* [DOCUMENT SECTION]:
START

The user can access label studio through the default URL http://localhost:12007/. The installation is successful if the login page shows up.

  1. Configure the Label Studio authorization token

  After the user registers and log in to Label Studio, select "Account & Settings" in the upper right corner of the page. Then, copy the token value and paste it into the corresponding location (LABEL_STUDIO_TOKEN) in the .env configuration file of the YMIR project. An example is as follows:

label studio env

LABEL_TOOL_URL=http://(ip):(LABEL_TOOL_PORT)

LABEL_TOOL_PORT=set_your_label_tool_port

LABEL_TOOL_TOKEN="Token token_value"

LABEL_TASK_LOOP_SECONDS=60

Restart ymir after configuring the token (LABEL_STUDIO_TOKEN).

  1. The command to stop the label studio service is:
docker-compose -f docker-compose.label_studio.yml down

3. Use YMIR-GUI: typical model production process

This section uses a complete model iteration process as an example to illustrate how to use the YMIR platform.

YMIR-GUI process

As shown in the figure above, YMIR divides the model development process into multiple steps. Details about how to run each step are listed in the subsequent sections.

Data and labels are necessary for the training of deep learning, and the training requires a large amount of data with labels. However, what exists in reality is a large amount of unlabeled data, which is too costly in terms of labor and time if all of them are manually labeled.

Therefore, YMIR platform, through active learning, first attains an initial model by local import or a small amount of labeled data, and uses this initial model to mine the most beneficial data for model capability improvement from a large amount of data. After the mining is completed, only this part of the data is labeled and the original training dataset is expanded efficiently.

The updated dataset is used to train the model again to improve the model capability. The YMIR platform provides a more efficient approach than labeling the entire data and then training it, reducing the cost of labeling low-quality data. Through the cycle of mining, labeling, and training, high quality data is expanded and the model capability is improved.

END

[Records pointing to named objects]
START

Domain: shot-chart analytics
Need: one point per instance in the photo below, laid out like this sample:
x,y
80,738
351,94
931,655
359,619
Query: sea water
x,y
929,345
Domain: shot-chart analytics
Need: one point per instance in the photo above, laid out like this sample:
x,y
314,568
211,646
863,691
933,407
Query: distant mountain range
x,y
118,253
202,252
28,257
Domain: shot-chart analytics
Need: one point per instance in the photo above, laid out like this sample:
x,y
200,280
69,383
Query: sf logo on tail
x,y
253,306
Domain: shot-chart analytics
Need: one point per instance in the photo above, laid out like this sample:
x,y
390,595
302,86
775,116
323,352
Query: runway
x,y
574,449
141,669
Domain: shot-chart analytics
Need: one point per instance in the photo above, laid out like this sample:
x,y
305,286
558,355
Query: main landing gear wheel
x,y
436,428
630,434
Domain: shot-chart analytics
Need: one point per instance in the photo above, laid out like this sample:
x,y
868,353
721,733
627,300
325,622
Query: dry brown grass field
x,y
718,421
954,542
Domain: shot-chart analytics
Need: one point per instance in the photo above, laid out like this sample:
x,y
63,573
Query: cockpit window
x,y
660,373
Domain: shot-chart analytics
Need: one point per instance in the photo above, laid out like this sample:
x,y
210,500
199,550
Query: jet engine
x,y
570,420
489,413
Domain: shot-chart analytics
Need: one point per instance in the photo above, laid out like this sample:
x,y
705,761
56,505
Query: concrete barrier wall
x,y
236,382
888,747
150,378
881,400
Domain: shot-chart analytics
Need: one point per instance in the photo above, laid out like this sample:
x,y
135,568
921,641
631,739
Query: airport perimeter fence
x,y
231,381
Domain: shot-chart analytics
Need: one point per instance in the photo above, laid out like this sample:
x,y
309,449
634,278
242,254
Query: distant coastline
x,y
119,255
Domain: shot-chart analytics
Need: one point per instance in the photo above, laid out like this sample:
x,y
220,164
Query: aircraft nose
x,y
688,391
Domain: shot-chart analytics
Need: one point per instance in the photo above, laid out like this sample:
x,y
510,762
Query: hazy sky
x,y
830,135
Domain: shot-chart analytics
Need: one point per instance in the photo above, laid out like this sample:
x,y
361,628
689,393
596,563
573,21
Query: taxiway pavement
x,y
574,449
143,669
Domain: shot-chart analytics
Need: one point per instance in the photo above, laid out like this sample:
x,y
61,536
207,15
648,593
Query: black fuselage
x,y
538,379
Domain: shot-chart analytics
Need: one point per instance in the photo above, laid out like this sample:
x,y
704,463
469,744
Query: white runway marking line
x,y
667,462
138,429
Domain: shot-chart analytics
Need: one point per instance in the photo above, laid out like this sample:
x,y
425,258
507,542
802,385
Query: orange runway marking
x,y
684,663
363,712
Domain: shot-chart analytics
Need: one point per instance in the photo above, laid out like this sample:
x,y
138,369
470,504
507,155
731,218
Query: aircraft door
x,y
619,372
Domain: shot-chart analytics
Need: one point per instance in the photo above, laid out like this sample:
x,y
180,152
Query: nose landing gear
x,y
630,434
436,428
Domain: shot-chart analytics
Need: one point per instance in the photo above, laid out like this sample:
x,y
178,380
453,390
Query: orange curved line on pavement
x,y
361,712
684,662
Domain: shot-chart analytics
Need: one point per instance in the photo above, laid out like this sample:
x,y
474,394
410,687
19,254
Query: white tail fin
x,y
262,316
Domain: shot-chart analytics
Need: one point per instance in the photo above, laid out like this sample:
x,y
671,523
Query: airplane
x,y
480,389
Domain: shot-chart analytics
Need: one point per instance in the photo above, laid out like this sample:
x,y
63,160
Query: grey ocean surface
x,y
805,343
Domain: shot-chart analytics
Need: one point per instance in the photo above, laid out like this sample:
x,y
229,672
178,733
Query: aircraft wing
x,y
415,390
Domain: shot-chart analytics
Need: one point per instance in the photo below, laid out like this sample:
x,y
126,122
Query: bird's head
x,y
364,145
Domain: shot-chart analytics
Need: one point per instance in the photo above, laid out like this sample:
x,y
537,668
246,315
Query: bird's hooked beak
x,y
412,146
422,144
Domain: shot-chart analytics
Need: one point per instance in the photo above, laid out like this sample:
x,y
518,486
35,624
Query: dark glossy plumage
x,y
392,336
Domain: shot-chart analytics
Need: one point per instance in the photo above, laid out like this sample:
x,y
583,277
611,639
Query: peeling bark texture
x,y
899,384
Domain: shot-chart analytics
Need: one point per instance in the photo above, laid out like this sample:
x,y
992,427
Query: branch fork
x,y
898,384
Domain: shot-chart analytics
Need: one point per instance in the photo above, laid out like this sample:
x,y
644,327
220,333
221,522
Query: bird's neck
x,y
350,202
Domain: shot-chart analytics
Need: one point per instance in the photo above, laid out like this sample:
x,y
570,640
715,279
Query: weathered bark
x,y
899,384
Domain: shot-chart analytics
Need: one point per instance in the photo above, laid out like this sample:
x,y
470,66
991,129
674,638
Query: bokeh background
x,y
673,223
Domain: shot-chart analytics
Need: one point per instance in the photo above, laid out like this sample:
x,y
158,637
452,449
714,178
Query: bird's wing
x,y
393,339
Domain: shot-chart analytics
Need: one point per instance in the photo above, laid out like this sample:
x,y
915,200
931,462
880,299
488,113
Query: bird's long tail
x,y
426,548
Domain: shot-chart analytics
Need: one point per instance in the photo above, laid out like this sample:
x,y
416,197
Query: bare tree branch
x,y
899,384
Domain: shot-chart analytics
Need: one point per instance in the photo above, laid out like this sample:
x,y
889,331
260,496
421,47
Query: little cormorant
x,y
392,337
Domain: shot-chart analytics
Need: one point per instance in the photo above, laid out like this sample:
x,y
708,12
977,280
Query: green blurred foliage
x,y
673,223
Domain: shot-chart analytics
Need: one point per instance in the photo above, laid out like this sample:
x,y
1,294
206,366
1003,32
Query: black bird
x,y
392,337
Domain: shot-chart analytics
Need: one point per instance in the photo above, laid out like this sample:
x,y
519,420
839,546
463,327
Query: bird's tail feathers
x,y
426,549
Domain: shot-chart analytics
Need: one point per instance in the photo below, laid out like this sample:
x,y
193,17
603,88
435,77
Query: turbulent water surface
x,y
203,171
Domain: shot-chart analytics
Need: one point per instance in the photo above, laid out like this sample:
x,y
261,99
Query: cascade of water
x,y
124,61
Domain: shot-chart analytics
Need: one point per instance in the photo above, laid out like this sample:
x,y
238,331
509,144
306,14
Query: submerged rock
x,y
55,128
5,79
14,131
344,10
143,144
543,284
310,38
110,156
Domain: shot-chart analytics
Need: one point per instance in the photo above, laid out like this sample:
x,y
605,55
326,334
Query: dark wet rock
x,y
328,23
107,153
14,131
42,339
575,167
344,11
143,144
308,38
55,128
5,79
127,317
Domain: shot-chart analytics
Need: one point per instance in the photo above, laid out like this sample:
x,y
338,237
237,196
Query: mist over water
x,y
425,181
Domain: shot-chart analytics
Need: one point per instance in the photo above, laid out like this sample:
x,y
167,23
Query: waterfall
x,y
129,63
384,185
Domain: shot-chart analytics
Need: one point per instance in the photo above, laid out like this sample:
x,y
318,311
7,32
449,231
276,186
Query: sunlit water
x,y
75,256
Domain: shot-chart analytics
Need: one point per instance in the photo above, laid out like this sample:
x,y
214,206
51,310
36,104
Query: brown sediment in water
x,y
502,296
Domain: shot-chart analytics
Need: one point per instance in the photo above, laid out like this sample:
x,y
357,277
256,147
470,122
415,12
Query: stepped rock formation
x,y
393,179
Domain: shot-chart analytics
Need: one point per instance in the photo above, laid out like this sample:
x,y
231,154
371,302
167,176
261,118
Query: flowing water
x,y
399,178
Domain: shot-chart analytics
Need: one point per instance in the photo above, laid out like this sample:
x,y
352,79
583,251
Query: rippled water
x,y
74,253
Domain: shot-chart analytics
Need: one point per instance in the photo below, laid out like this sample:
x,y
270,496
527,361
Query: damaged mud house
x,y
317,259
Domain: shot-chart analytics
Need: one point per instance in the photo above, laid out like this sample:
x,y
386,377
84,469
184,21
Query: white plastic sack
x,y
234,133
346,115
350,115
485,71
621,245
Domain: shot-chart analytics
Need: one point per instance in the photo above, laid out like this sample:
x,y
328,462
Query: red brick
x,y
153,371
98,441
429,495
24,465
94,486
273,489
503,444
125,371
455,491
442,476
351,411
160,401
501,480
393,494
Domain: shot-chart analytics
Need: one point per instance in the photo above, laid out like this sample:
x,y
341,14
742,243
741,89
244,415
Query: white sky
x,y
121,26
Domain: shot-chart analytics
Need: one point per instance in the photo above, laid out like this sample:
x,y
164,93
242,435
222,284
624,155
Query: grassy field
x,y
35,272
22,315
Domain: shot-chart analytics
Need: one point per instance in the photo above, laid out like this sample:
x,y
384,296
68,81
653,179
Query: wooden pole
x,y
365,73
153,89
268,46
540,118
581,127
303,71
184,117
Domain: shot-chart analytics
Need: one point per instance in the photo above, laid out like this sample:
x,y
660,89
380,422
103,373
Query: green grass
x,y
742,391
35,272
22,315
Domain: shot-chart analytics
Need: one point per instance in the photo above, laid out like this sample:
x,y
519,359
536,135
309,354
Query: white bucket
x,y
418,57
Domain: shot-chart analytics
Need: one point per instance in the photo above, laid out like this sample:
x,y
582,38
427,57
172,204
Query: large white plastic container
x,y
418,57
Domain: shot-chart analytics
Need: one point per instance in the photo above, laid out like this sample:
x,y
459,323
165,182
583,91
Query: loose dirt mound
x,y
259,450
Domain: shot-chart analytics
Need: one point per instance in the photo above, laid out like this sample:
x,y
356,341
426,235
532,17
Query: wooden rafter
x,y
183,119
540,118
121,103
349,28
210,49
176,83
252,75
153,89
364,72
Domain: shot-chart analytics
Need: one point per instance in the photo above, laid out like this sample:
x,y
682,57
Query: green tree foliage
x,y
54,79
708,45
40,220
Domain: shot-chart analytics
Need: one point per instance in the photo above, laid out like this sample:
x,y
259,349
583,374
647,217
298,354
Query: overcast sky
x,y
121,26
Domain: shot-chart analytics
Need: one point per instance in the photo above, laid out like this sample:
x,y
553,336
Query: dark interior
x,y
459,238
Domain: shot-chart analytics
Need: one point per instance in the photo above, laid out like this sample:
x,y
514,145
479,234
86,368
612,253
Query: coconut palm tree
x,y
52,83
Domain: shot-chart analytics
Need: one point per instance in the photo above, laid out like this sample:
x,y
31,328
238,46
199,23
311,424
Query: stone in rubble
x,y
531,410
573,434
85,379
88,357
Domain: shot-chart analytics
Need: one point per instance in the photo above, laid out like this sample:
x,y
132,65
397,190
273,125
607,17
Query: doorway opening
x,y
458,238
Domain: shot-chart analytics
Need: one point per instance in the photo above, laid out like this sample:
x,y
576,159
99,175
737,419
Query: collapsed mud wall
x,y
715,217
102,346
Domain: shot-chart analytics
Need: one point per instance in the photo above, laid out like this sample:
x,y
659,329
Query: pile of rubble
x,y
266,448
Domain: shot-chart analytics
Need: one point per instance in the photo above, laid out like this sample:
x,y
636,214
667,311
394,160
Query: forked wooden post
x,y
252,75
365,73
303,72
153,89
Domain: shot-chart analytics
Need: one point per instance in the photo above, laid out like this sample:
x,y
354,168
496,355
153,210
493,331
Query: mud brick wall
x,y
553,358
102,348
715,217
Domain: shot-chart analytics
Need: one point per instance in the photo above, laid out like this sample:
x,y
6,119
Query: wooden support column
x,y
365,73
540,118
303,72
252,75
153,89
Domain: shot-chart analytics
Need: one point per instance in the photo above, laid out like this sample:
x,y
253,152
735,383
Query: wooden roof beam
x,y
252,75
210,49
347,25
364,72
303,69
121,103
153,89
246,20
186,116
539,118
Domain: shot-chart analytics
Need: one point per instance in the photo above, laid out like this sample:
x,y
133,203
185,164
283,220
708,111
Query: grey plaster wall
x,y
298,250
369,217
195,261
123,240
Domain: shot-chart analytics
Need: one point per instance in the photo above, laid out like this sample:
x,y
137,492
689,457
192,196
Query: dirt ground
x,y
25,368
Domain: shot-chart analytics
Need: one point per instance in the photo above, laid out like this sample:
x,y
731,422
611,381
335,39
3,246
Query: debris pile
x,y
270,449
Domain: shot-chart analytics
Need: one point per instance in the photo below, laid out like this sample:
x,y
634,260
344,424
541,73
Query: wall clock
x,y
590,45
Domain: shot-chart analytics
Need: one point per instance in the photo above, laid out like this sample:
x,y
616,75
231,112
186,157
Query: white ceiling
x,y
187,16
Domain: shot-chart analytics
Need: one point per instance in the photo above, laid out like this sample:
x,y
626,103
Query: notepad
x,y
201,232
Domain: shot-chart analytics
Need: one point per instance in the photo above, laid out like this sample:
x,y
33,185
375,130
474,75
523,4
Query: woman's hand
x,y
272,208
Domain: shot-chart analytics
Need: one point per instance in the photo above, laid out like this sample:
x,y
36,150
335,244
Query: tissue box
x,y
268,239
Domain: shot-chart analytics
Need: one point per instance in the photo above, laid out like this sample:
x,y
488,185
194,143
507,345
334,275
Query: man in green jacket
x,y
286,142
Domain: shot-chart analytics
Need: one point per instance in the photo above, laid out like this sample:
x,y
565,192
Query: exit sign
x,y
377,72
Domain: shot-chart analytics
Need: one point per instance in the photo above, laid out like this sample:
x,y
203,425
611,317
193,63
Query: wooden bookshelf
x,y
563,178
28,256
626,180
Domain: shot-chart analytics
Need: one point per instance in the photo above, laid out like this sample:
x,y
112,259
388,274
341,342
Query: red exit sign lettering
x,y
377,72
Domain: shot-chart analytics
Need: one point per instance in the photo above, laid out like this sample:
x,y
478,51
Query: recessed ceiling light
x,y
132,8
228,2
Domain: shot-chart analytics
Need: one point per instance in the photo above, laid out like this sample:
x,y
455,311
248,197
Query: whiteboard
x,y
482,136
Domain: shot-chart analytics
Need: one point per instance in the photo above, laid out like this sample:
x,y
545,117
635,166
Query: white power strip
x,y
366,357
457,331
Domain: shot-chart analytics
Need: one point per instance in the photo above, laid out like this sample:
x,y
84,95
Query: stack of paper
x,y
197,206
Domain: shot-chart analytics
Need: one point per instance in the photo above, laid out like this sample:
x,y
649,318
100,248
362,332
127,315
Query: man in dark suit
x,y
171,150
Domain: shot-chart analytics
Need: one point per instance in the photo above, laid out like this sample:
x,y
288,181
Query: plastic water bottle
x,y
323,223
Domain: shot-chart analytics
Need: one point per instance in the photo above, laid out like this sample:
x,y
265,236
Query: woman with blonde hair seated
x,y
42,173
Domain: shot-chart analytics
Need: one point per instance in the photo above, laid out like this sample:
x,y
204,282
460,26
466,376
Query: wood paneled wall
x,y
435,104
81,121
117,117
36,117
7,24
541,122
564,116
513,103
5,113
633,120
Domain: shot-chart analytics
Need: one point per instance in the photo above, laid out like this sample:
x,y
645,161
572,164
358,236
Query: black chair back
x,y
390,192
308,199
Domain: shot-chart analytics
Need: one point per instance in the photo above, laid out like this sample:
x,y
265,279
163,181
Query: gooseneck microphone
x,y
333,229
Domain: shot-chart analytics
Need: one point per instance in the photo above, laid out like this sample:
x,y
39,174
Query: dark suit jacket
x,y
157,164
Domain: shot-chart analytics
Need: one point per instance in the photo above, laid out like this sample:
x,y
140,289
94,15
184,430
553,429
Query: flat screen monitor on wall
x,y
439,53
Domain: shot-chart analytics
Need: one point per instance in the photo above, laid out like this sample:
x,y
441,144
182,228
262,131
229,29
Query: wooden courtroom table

END

* [EXERCISE TASKS]:
(a) Please sum up the YMIR guide in two sentences.
(b) Write a continuation of the YMIR guide, picking up from its final sentence.
These records have nothing to do with the YMIR guide.

* [OUTPUTS BY TASK]:
(a) The YMIR guide explains that once Label Studio is running at http://localhost:12007/, the user copies the token from "Account & Settings" into the .env configuration file of the YMIR project and then restarts YMIR. It then introduces the YMIR-GUI model production process, in which active learning uses an initial model to mine the most beneficial data from a large unlabeled pool, labels only that data, and retrains the model in a repeating cycle that expands high-quality data and improves model capability.

(b)
3.1. Label management

When you need to import a dataset with annotation files, please make sure the annotation type belongs to the existing label list of the system, otherwise you need to go to the label management interface to add custom labels in order to import the data. The following figure shows:

Label management

This time we add the tags 'helmet_head' 'no_helmet_head' to the list, the primary name and alias of the label indicate the same type of label. When the annotation of some dataset contains alias, it will be merged to primary name when importing. For example, if the label list contains the 'bike' (alias 'bicycle'), and a dataset A (containing only the 'bicycle') is imported, it will be displayed as 'bike' in the dataset details after import.

3.2. Project management

Users create projects according to their training goals(helmet_head,no_helmet_head) and set the target information such as mAP value, iteration rounds, etc. of the goals. As shown in the figure below:

3.2.1. Iteration data preparation

The user prepares the mining set to be used for data mining (which may not need to contain annotation files) and datasets with training targets (training set and test set) for training an initial model. Before importing, please ensure that the format of the dataset meets the following requirements:

  • The dataset is in.zip format, it should contain two folders named as "images" and "annotations" respectively;
  • Images: create an ''images'' folder and place images in it. The formats currently supported by this platform are limited to jpg, jpeg, and png;
  • Annotations: create an "annotations" folder and place annotation files formatted as Pascal VOC (if there are no annotation files, leave the folder empty);

The platform supports four kinds of dataset importing: public dataset replication, network importing, local importing, and path importing.

import guide

(1) public dataset replication: the user can copy the built-in dataset of the super administrator to the current operating user. The user can filter and import the label categories they need, as shown in the figure below:

public dataset

Select the dataset and choose whether you want to synchronize the labels contained in the public dataset, click [OK] to start copying.

(2) Network import: users need to enter the URL path corresponding to the dataset as shown in the following:

inter import

(3) Local import: users needs to upload a zip file of the local dataset in the following format. The zip size is recommended to be no more than 200MB.

Users can download the example Sample.zip for reference as follows:

local import

(4) Path Import:

  1. Download the open-source dataset VOC2012 (Click to download VOC2012) and unzip it. Change the folder name as required, and then compressing them separately into zip packages that meet the import requirements.

  2. Place dataset VOC2012 under ymir-workplace/ymir-sharing.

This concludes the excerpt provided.